Job | Reproduce every one of the entries below line for line, changing nothing.

[Stored data entries]
**********

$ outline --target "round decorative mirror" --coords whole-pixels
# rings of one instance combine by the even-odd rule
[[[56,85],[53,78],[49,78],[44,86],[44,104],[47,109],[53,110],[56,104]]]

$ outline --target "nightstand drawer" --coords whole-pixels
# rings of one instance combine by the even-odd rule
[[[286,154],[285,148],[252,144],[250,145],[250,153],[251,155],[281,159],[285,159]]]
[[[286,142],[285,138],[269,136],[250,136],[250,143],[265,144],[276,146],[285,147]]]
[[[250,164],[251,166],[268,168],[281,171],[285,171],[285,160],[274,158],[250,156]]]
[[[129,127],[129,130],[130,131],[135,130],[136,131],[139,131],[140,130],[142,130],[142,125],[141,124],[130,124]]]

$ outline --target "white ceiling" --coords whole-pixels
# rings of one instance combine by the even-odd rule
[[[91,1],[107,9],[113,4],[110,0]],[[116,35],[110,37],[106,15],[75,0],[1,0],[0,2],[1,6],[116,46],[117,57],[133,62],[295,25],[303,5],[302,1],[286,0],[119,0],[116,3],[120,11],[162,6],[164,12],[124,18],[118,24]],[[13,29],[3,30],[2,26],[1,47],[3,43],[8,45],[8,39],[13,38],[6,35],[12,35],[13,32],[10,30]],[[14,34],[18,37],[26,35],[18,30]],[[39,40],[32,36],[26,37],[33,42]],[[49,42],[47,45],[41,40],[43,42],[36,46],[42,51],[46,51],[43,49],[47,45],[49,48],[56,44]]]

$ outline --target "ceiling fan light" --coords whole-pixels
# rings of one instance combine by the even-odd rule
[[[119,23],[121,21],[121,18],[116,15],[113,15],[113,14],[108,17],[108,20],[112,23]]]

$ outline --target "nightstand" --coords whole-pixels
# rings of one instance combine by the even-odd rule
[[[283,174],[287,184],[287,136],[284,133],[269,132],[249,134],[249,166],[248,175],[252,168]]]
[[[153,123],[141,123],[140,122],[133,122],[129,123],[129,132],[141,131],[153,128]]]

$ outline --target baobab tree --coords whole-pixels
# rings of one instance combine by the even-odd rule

**********

Reply to the exercise |
$ outline --target "round decorative mirror" --coords whole-pixels
# rings of one instance combine by the even-odd rule
[[[56,85],[53,78],[49,78],[44,86],[44,104],[47,109],[53,110],[56,104]]]

$ outline --target "nightstand drawer" --coords whole-pixels
# rings of one instance combine by the even-odd rule
[[[286,154],[285,148],[252,144],[250,145],[250,153],[251,155],[281,159],[285,159]]]
[[[286,142],[285,138],[269,136],[250,136],[250,143],[265,144],[276,146],[285,147]]]
[[[250,164],[251,166],[268,168],[281,171],[285,171],[285,160],[274,158],[250,156]]]
[[[129,127],[129,130],[130,131],[135,130],[136,131],[139,131],[140,130],[142,130],[142,125],[141,124],[130,124]]]

$ outline --target "white ceiling" --coords whole-pixels
# rings of one instance combine by the even-odd rule
[[[91,1],[107,9],[113,4],[110,0]],[[116,35],[110,37],[106,15],[75,0],[1,0],[0,2],[1,6],[116,46],[117,57],[133,62],[295,25],[303,5],[302,1],[286,0],[119,0],[116,3],[120,11],[162,6],[164,12],[124,18],[118,24]],[[13,29],[3,30],[2,26],[1,47],[3,43],[8,45],[8,39],[13,38],[6,35],[12,35],[13,32],[10,30]],[[14,34],[18,37],[26,35],[18,30]],[[39,40],[32,36],[26,37],[33,42]],[[49,42],[47,45],[41,40],[43,42],[36,46],[42,51],[46,51],[43,49],[47,45],[49,48],[56,44]]]

$ outline --target "ceiling fan light" --coords whole-pixels
# rings of one instance combine by the even-odd rule
[[[119,23],[121,21],[121,18],[116,15],[113,15],[113,14],[108,17],[108,20],[112,23]]]

$ outline --target "nightstand" --coords whole-pixels
# rings of one instance combine by the even-odd rule
[[[283,174],[287,184],[287,136],[284,133],[269,132],[249,134],[249,166],[248,175],[252,168]]]
[[[153,123],[141,123],[140,122],[133,122],[129,123],[129,132],[141,131],[153,128]]]

$ outline --target baobab tree --coords whole-pixels
# rings of one instance combine by the even-odd rule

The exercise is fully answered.